Problem to solve :: Gather every line of the rows below that contains the string "concrete", and list each one in full.

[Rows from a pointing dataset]
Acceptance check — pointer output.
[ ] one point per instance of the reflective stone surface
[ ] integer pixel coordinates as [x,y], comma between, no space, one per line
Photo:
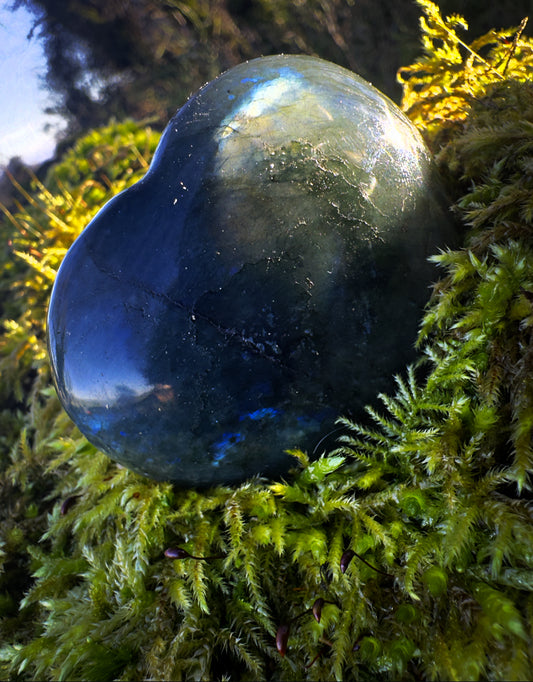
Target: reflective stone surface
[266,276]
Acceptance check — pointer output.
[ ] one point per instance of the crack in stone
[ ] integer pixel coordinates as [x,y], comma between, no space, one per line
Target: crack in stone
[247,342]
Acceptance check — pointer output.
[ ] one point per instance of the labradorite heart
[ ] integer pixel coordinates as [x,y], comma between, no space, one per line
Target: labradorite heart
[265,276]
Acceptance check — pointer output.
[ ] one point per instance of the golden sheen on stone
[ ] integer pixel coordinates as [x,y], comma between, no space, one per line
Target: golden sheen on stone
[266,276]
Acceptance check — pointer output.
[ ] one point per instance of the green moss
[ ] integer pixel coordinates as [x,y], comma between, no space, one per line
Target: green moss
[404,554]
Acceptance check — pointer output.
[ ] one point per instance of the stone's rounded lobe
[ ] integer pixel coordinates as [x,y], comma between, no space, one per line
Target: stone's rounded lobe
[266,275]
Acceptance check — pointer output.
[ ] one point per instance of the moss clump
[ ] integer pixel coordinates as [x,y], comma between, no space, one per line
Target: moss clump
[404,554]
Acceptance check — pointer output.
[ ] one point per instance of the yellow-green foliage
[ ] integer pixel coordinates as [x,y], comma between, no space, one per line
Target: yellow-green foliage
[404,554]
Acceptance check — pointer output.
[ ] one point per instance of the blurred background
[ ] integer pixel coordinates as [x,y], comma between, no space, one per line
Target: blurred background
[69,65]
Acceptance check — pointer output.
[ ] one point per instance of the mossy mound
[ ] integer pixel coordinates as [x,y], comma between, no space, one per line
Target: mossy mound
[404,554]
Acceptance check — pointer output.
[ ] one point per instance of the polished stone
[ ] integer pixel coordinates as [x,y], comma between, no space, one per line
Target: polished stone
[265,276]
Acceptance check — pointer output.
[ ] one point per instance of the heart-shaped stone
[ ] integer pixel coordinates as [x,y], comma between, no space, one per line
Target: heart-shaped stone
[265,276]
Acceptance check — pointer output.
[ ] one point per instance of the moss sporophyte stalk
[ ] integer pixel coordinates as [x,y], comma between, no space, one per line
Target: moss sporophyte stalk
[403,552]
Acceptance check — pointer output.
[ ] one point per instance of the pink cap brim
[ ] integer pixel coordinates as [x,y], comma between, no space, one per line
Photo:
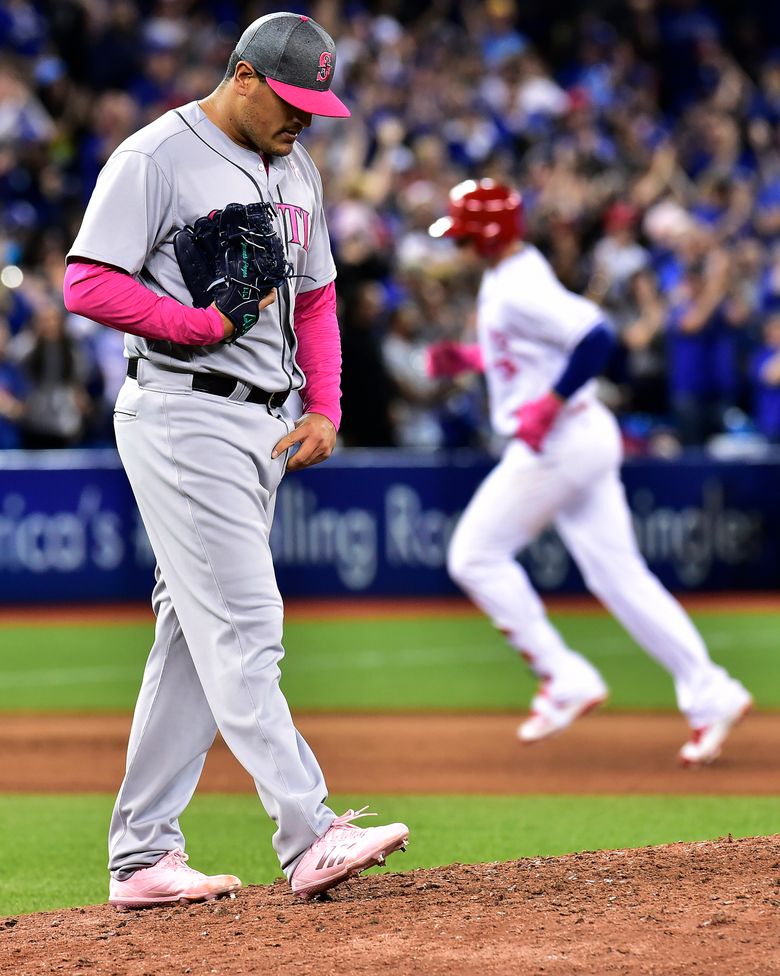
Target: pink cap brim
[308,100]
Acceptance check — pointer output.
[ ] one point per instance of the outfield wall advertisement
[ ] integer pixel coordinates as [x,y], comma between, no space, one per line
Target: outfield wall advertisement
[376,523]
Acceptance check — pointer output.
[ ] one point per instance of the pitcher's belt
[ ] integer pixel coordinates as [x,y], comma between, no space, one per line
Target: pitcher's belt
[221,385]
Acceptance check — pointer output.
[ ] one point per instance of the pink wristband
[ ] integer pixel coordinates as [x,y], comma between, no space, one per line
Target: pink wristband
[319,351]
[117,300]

...

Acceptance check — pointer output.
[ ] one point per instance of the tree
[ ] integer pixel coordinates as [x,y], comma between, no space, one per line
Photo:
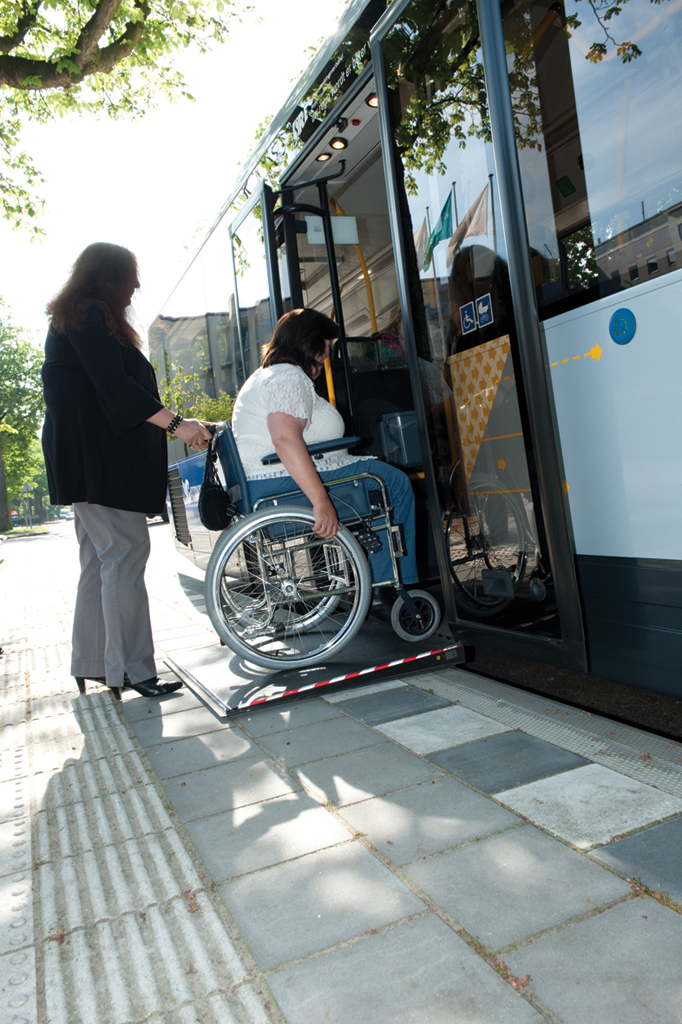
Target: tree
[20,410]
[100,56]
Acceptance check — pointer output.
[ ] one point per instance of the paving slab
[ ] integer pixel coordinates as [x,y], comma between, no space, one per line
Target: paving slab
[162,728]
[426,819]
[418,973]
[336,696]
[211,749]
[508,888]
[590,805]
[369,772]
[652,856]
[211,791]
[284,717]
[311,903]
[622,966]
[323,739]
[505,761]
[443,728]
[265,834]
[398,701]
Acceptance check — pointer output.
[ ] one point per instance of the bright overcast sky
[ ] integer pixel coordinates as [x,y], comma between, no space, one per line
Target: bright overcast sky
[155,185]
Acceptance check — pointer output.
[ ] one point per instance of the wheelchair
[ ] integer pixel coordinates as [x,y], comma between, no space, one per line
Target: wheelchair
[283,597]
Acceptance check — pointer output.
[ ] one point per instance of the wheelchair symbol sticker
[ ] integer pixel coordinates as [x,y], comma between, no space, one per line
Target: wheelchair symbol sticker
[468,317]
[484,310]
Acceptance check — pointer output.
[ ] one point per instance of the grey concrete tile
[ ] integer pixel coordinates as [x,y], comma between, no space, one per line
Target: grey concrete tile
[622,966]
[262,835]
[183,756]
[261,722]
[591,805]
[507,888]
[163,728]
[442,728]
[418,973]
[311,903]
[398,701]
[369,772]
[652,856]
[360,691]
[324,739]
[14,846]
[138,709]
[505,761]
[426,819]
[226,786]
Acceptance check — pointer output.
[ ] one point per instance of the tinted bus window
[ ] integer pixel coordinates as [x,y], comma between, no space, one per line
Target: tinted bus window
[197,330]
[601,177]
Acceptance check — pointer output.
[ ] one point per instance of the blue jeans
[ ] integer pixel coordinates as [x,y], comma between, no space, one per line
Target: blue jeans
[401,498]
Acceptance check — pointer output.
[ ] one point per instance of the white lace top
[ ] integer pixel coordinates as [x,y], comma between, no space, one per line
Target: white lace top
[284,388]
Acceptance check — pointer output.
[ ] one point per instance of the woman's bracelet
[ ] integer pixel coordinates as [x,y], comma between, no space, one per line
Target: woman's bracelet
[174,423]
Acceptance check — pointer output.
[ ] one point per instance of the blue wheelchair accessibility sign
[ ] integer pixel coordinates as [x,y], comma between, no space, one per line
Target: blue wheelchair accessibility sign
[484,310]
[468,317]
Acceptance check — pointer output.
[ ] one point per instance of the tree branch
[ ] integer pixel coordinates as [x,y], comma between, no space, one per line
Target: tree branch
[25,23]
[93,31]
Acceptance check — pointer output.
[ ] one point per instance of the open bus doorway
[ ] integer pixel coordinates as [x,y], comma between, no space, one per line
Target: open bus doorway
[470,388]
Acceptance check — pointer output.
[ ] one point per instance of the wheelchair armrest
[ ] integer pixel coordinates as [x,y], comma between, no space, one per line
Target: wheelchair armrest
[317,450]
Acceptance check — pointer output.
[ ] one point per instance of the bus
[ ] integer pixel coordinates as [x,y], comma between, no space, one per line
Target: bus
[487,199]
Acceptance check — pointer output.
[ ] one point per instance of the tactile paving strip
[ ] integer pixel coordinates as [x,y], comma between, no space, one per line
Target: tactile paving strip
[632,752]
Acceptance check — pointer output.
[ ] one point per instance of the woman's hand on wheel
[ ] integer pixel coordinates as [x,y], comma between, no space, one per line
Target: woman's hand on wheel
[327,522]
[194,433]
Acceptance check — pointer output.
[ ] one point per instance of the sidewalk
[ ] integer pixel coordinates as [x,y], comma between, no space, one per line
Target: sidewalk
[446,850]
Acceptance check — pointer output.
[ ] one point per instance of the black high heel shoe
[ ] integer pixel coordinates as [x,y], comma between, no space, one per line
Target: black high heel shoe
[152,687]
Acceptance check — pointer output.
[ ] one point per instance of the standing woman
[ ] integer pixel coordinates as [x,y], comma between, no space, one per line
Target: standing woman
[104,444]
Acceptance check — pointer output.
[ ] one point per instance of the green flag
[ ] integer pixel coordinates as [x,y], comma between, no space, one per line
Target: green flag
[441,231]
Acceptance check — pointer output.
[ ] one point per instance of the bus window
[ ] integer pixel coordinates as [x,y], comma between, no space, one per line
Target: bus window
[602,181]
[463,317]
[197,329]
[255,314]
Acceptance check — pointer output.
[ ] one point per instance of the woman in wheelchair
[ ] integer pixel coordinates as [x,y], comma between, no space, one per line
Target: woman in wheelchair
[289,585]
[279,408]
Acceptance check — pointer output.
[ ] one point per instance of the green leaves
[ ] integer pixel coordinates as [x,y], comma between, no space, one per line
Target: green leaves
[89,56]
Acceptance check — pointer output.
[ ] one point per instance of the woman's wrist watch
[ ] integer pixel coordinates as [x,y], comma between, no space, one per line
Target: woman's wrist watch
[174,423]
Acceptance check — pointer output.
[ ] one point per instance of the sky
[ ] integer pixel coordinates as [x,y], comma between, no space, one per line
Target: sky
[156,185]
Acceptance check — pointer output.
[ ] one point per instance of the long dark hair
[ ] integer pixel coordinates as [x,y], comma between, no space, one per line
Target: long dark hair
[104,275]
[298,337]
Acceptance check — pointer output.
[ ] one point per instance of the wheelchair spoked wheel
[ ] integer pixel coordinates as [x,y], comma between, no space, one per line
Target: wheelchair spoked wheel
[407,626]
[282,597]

Task response ::
[ ] one point per instance of the grey concrete tile
Target: grey concrete tile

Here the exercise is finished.